### [Selected extract]
┌────────

You seem to take issue with the GM deciding stuff. But by your definition of scene framing, the GM decides that. How do you square those? Or am I misunderstanding you on some level?
I don't take issue with the GM deciding stuff. I mean, imagine a game of chess. I start moving your pieces. You might complain about that - that doesn't mean you have an issue with moving the pieces; or even that you have an issue with me moving the pieces. All it means is that you have an issue with
me moving
your pieces.
I don't enjoy RPGing - either as player or GM - where the bulk of significant fiction flows from the GM. In this thread,
@hawkeyefan has talked about the GM controlling information. I don't enjoy that sort of RPGing. The DMGs from two editions have been quoted, both providing examples of the GM establishing situations where the meaning of the situation is decided by the GM and is opaque and/or irrelevant to the players. The 2nd ed DMG characterises the "meaning" of player actions in terms of elements of the fiction that the players don't even know about (eg it may be meaningful for a player to have their PC ignore a magic sword, if in doing so they pass up the chance to acquire a power that they didn't know the sword possesses; it is meaningful for the players to have their PCs choose to wait and find out what a dust cloud heralds, when only the GM has the least notion of what that might be).

└────────

Collected data entries:
┌────────

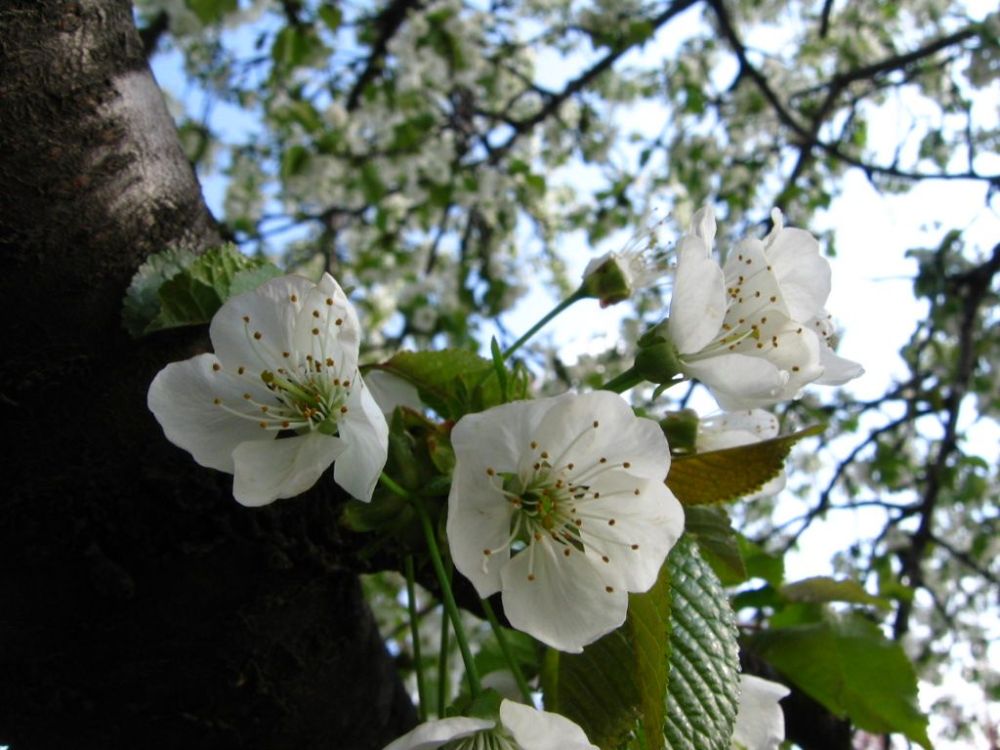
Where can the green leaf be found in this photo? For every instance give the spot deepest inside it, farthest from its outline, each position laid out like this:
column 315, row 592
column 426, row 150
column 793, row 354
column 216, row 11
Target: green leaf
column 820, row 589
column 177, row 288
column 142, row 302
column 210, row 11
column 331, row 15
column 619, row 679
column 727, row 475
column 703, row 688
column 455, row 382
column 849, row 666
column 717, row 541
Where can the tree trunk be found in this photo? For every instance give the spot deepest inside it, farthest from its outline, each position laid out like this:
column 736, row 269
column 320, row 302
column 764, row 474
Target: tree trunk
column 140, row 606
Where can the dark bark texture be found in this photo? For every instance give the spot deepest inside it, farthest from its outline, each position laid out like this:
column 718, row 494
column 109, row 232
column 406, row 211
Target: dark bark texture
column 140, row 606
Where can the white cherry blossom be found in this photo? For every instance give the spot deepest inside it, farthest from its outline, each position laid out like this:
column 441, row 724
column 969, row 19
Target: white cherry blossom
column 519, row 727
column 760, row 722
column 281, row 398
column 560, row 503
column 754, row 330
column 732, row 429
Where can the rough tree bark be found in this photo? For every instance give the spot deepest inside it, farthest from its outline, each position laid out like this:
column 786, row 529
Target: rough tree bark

└────────

### [Explore the material]
a – Edit the post on GM control from "You seem to" through "on some level?", changing "scene framing" to "scene setting".
b – Answer these questions from the post on GM control.
(i) In the chess comparison, whose pieces does the writer start moving?
(ii) Which user is named as having talked about the GM controlling information?
(iii) Which edition's DMG describes the meaning of player actions in terms of fiction the players don't know about?
The lines are separate material and have no connection to the post on GM control.

### [Answers to the exercise]
a –
You seem to take issue with the GM deciding stuff. But by your definition of scene setting, the GM decides that. How do you square those? Or am I misunderstanding you on some level?

b –
(i) The other player's pieces.
(ii) @hawkeyefan.
(iii) The 2nd edition DMG.